Given request = Repeat each line exactly as it is written.

Data extract =
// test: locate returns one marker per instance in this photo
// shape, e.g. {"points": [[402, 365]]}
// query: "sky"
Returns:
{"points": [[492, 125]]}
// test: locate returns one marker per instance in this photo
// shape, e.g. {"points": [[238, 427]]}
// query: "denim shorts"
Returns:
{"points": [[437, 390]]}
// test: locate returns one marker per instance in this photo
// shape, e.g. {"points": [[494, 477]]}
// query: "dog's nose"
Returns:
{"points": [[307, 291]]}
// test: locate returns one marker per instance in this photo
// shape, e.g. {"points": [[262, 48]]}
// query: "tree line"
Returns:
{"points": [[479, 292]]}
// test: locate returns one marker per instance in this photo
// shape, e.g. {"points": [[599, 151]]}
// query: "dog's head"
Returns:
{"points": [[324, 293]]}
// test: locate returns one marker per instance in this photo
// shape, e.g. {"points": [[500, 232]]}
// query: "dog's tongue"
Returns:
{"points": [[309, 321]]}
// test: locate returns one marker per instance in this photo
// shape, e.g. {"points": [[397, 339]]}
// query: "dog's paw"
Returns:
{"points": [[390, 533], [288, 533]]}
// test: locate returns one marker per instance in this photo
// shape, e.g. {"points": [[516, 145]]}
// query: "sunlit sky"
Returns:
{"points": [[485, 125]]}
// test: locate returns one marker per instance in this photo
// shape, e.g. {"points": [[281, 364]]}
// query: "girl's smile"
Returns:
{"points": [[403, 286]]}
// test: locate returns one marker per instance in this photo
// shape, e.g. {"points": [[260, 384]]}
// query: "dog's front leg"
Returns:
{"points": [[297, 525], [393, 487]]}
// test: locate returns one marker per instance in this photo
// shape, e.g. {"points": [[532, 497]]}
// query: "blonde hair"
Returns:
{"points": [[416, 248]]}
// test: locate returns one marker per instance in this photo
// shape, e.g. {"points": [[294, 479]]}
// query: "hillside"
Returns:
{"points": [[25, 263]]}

Written reply =
// test: locate returns one marker per instance in this photo
// shape, e.g. {"points": [[402, 365]]}
// query: "sky"
Returns:
{"points": [[492, 125]]}
// test: locate returns one marker per instance in this photo
// shape, e.g. {"points": [[238, 427]]}
// query: "denim shorts"
Returns:
{"points": [[437, 390]]}
// test: locate returns one marker per instance in this photo
// shape, e.g. {"points": [[494, 477]]}
// query: "dog's nose"
Returns:
{"points": [[307, 291]]}
// test: locate returns one marker per instance in this photo
// shape, e.g. {"points": [[262, 48]]}
// query: "tree line"
Returns:
{"points": [[479, 292]]}
// test: locate returns one marker per instance in this photo
// shape, e.g. {"points": [[599, 151]]}
// query: "dog's head"
Returns:
{"points": [[324, 293]]}
// test: locate returns one marker per instance in this photo
// shape, e.g. {"points": [[500, 232]]}
// query: "dog's tongue"
Returns:
{"points": [[309, 321]]}
// test: locate returns one marker per instance in this photo
// shape, e.g. {"points": [[397, 339]]}
// query: "dog's paw"
Returns:
{"points": [[390, 533], [288, 533]]}
// test: locate returns one marker per instance in this photo
// shape, e.g. {"points": [[516, 145]]}
// query: "sunlit sky"
Returns:
{"points": [[485, 125]]}
// test: locate returns one marker per instance in this photo
// shape, e.g. {"points": [[281, 364]]}
// query: "girl's smile"
Returns:
{"points": [[403, 286]]}
// test: locate returns one marker per instance in this photo
// shape, e.g. {"points": [[260, 384]]}
// query: "dog's front leg"
Returns:
{"points": [[297, 525], [393, 487]]}
// test: locate returns one marker per instance in this photo
// shape, e.g. {"points": [[532, 497]]}
// query: "blonde hair"
Returns:
{"points": [[416, 248]]}
// test: locate returns one marker per instance in this photo
// shape, e.g. {"points": [[294, 479]]}
// query: "hillside"
Returns:
{"points": [[25, 263]]}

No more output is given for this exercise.